YOUR ASSIGNMENT: Below are the records; count how many of their lines carry "panel" and give only the number.
↓
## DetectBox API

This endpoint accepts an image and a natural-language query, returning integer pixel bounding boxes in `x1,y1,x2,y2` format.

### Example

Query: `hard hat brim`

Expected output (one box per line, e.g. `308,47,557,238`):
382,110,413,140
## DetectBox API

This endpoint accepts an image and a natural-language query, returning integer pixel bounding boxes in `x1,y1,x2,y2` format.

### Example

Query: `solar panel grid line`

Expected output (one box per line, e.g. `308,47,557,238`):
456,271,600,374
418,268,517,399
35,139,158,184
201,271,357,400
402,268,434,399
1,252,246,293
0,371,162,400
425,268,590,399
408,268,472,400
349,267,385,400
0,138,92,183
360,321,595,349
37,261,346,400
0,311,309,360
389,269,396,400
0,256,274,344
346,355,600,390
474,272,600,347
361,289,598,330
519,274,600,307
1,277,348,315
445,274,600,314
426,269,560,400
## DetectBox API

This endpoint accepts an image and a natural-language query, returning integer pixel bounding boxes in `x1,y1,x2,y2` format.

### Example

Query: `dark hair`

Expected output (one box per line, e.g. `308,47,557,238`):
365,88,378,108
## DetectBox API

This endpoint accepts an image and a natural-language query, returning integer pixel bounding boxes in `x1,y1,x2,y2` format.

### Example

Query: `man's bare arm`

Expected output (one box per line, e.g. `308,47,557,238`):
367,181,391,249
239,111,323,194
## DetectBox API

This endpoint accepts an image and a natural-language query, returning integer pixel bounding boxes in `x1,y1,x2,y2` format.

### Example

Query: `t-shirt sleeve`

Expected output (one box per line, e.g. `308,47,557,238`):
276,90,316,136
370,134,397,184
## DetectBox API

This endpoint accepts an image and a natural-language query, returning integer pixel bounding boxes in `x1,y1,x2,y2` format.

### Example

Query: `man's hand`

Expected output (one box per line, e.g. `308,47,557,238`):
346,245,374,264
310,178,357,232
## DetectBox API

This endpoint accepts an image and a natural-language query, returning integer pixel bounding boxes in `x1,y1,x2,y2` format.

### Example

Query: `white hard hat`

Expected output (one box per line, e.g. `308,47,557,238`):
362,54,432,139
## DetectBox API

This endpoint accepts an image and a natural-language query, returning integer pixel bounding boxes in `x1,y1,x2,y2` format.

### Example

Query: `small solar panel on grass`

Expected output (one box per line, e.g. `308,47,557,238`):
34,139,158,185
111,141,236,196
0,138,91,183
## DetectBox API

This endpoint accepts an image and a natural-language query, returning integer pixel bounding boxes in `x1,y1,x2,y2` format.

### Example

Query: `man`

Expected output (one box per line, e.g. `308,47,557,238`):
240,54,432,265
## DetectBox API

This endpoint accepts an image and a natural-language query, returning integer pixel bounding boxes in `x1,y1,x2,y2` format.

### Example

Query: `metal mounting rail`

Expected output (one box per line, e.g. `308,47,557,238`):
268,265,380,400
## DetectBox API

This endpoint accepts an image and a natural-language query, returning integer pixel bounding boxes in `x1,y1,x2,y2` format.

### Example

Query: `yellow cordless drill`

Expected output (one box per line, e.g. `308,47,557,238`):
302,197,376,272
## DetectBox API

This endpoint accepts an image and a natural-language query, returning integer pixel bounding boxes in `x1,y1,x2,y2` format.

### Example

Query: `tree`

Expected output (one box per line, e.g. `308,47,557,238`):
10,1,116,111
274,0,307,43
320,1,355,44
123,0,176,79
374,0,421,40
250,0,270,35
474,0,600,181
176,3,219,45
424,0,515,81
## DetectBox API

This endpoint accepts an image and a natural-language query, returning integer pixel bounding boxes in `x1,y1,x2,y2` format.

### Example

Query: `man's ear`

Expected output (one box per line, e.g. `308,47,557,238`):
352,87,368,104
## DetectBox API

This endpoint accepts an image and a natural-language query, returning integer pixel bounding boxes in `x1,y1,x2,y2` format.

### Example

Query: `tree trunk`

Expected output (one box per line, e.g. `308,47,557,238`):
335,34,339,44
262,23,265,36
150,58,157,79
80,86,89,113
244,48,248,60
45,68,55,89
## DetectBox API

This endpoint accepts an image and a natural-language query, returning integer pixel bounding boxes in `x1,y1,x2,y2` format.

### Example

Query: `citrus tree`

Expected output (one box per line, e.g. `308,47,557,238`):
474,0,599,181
↑
↓
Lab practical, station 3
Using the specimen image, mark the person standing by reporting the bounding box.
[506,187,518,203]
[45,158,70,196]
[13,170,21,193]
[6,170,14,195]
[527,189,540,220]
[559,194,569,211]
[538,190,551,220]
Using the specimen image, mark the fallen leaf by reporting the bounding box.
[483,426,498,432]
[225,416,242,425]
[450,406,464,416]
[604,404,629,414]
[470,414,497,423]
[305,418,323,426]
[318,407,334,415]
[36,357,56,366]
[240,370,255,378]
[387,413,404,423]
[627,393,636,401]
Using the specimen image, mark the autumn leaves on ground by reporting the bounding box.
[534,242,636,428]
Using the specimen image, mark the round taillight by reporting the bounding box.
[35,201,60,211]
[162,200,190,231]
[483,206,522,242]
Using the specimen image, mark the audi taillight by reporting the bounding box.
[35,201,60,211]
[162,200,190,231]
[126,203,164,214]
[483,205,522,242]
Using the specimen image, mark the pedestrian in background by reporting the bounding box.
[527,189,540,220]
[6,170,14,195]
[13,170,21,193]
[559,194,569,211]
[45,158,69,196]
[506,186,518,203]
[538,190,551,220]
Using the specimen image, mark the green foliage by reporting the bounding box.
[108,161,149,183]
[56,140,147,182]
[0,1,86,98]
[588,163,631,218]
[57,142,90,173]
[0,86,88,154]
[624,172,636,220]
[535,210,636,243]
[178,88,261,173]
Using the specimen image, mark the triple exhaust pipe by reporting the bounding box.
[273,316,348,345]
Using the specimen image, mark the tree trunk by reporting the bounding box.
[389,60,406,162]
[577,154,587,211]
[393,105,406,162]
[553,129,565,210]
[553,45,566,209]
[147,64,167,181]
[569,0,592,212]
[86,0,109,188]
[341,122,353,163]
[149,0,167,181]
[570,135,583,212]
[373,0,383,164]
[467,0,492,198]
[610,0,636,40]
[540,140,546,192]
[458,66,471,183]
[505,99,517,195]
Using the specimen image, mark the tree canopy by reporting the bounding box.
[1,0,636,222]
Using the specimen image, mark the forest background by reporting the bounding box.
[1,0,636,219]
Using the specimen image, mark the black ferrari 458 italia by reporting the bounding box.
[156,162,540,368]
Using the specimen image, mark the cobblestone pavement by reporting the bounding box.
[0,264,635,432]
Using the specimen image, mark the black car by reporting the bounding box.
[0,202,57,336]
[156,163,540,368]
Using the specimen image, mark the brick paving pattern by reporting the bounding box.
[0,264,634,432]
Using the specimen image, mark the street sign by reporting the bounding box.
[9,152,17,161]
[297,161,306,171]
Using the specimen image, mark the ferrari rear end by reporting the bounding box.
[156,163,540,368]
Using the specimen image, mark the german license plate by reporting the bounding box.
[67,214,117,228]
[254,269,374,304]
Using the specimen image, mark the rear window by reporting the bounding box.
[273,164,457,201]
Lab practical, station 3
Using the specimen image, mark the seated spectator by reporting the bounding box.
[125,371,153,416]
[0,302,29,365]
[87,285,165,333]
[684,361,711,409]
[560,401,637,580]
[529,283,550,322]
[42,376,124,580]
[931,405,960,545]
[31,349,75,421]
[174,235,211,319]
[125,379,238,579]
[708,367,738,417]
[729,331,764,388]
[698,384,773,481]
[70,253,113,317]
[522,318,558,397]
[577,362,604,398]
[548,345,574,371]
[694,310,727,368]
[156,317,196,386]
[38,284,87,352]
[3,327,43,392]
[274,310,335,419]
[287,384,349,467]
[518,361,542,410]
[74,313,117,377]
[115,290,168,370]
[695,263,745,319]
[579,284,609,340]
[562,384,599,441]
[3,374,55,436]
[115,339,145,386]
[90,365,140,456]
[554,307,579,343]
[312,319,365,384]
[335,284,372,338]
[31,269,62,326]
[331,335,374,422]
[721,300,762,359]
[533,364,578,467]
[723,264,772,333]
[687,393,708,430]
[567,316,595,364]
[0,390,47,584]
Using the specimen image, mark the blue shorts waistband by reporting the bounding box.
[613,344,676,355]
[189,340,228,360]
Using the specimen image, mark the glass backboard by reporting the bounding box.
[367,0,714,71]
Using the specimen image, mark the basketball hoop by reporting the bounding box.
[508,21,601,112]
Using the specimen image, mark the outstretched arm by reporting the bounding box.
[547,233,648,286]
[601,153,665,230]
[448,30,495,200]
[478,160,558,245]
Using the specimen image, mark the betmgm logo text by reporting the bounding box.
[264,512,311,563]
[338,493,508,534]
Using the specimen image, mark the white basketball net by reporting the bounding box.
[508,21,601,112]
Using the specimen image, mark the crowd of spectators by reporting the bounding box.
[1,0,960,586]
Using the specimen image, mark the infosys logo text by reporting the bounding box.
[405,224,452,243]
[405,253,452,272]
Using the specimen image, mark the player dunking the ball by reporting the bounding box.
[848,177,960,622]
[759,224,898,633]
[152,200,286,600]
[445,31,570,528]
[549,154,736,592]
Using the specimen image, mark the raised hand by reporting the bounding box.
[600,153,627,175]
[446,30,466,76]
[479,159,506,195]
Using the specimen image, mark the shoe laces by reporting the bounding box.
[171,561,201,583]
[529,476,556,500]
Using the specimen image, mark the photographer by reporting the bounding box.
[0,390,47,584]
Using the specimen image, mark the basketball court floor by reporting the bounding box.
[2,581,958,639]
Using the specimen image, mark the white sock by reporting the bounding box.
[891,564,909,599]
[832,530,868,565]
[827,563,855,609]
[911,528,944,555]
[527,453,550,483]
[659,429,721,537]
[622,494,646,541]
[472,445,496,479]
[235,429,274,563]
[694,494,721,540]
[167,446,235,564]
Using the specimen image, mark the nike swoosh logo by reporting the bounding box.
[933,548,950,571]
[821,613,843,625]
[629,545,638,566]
↑
FINISHED EXERCISE: 2